_DIRECTION:_ Starting at the beginning of the rows and ending after the line that contains "[307,0,468,236]", write out every line again, including the requests, and shift each bounding-box coordinate by adding 132 to it. Omit the pictures from your output.

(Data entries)
— start —
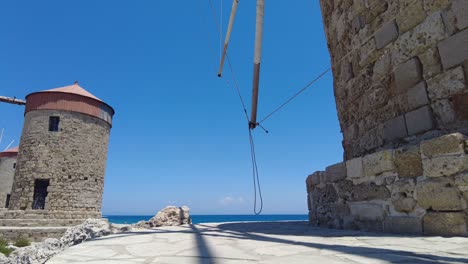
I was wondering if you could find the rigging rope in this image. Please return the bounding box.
[257,68,331,125]
[209,0,268,215]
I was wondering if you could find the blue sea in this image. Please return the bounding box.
[104,215,308,224]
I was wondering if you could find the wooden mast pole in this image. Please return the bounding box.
[249,0,265,129]
[218,0,239,77]
[0,96,26,105]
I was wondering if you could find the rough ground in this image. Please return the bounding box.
[47,222,468,264]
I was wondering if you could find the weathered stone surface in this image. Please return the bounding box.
[326,162,346,182]
[375,20,398,49]
[135,206,192,228]
[336,181,390,201]
[359,38,378,67]
[372,52,392,82]
[395,58,422,92]
[384,216,423,235]
[396,1,426,33]
[424,0,452,13]
[392,12,447,65]
[395,146,423,178]
[6,219,111,264]
[10,110,110,212]
[363,150,395,176]
[423,155,468,178]
[418,48,442,80]
[431,99,456,128]
[384,116,407,141]
[438,29,468,69]
[346,157,364,179]
[421,133,465,158]
[453,93,468,120]
[455,172,468,186]
[427,66,466,100]
[349,202,386,221]
[391,180,416,213]
[405,106,434,135]
[423,212,467,236]
[407,81,429,110]
[307,171,322,186]
[452,0,468,30]
[416,178,463,211]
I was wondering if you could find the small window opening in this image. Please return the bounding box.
[5,194,11,208]
[32,180,49,210]
[49,116,60,132]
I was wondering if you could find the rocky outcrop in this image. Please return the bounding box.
[0,219,111,264]
[134,206,192,228]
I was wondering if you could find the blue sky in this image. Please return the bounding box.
[0,0,343,214]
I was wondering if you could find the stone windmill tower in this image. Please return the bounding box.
[8,83,114,219]
[307,0,468,236]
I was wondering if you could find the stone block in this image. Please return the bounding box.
[427,66,466,101]
[384,116,407,141]
[424,0,452,13]
[421,133,465,158]
[336,181,390,202]
[346,157,364,179]
[391,179,416,213]
[416,178,463,211]
[406,81,429,110]
[348,202,386,221]
[463,60,468,83]
[423,212,467,236]
[375,20,398,49]
[395,58,422,92]
[452,93,468,120]
[359,38,378,67]
[418,47,442,79]
[384,216,423,235]
[326,162,346,182]
[431,99,455,128]
[372,53,392,82]
[307,171,320,186]
[405,106,434,135]
[452,0,468,30]
[396,1,426,33]
[423,155,468,178]
[395,147,423,178]
[438,29,468,69]
[354,220,383,232]
[392,12,447,65]
[363,150,395,176]
[352,15,366,33]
— end —
_ANSWER FOR THE TASK:_
I was wondering if you could find the rigging rope in this image. Please return the bounding box.
[389,200,463,257]
[341,132,400,347]
I was wondering if you could find the blue sea in this image. Please return the bounding box.
[236,347,440,356]
I was wondering if you could find the wooden mast pole in this image. Please return the bounding box.
[381,132,397,261]
[350,132,371,209]
[132,228,158,237]
I was wondering if you could find the rough ground in this image. Please return the bounding box.
[179,354,600,396]
I was wondering if you could find the weathered stone surface in this image. Please return the bounding box.
[458,294,478,314]
[507,152,530,181]
[267,338,324,360]
[468,313,522,333]
[491,170,510,199]
[504,184,524,214]
[527,190,554,224]
[516,348,555,367]
[528,133,558,165]
[556,132,584,145]
[524,144,579,197]
[527,278,555,310]
[138,351,243,396]
[142,242,242,344]
[495,282,527,308]
[555,287,600,310]
[550,180,574,212]
[563,231,588,260]
[516,248,539,273]
[570,161,600,201]
[478,289,496,311]
[553,265,597,290]
[585,225,600,252]
[587,304,600,318]
[559,198,598,232]
[481,334,518,353]
[523,312,548,345]
[537,238,566,267]
[555,344,599,368]
[539,213,561,242]
[439,303,454,318]
[584,132,600,162]
[548,310,595,343]
I was wondering if you could find the small window opening in this image. Please return the bounding box.
[137,326,143,340]
[164,312,181,342]
[181,248,192,264]
I was wondering if you could find the rocky outcrop in this image. Please return the bounding box.
[132,351,243,396]
[266,338,324,360]
I was wondering if you could find the blue sky in this image. Please return the bounding box.
[132,132,475,346]
I was wondering if you could find the stone windmill tower in this image. Please return the bounding box.
[140,215,246,351]
[439,132,600,368]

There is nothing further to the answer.